Records drawn from a dataset
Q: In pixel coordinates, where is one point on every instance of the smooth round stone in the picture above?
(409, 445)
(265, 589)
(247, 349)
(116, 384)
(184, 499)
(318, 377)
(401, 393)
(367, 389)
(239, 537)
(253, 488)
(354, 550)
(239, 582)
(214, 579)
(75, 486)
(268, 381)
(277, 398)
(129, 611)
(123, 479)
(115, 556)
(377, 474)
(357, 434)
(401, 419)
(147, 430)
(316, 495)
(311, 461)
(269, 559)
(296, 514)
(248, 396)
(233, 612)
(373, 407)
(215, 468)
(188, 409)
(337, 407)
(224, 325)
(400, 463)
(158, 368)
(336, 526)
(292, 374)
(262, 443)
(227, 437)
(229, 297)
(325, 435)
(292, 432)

*Work request:* Please restate the preceding entries word for word.

*Output for this exercise:*
Q: In pixel coordinates, where is one point on every instance of the smooth round stone in the picture above?
(409, 445)
(265, 589)
(247, 349)
(116, 384)
(184, 499)
(318, 377)
(401, 393)
(367, 389)
(239, 537)
(253, 488)
(354, 550)
(239, 582)
(214, 579)
(75, 486)
(268, 381)
(277, 398)
(129, 611)
(123, 479)
(115, 556)
(377, 474)
(357, 434)
(401, 419)
(147, 430)
(316, 495)
(311, 461)
(269, 559)
(296, 514)
(248, 396)
(233, 612)
(373, 407)
(215, 468)
(188, 409)
(337, 407)
(224, 325)
(400, 463)
(158, 368)
(336, 526)
(292, 374)
(262, 443)
(227, 437)
(229, 297)
(325, 435)
(292, 432)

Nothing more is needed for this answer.